— START Information provided —
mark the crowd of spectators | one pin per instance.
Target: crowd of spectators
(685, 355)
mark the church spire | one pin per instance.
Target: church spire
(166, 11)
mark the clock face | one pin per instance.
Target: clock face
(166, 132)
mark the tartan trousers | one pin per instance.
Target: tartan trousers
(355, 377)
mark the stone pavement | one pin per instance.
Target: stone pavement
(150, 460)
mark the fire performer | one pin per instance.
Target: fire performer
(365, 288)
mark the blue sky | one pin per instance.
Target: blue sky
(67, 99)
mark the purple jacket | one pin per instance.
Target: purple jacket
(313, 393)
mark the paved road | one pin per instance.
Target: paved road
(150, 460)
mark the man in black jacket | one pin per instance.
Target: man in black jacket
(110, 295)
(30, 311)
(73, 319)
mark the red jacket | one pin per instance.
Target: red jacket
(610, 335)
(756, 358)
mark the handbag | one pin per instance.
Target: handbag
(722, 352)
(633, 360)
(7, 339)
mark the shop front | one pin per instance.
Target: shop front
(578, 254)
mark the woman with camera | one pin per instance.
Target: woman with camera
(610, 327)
— END Information provided —
— START Information provided —
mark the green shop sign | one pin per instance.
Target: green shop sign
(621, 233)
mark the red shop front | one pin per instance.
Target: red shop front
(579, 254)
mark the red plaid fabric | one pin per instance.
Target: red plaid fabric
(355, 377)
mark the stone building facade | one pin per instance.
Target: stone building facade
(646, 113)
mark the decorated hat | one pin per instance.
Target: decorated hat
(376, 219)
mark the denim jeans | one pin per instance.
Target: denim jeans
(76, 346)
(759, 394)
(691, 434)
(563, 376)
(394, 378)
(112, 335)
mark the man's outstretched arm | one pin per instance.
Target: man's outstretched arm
— END Information provided —
● **Exercise goal**: Take the lines above, from the one containing "mark the decorated" down to the one containing "Target: man's outstretched arm", both included, and recast only those lines as a numbered list. Omit any blank lines.

● **Solution**:
1. mark the decorated hat | one pin per instance.
2. Target: decorated hat
3. (376, 219)
4. mark the denim jeans | one pin per instance.
5. Target: denim jeans
6. (76, 346)
7. (759, 394)
8. (691, 434)
9. (563, 376)
10. (394, 378)
11. (112, 335)
12. mark the man's outstretched arm | one pin per instance.
13. Target: man's outstretched arm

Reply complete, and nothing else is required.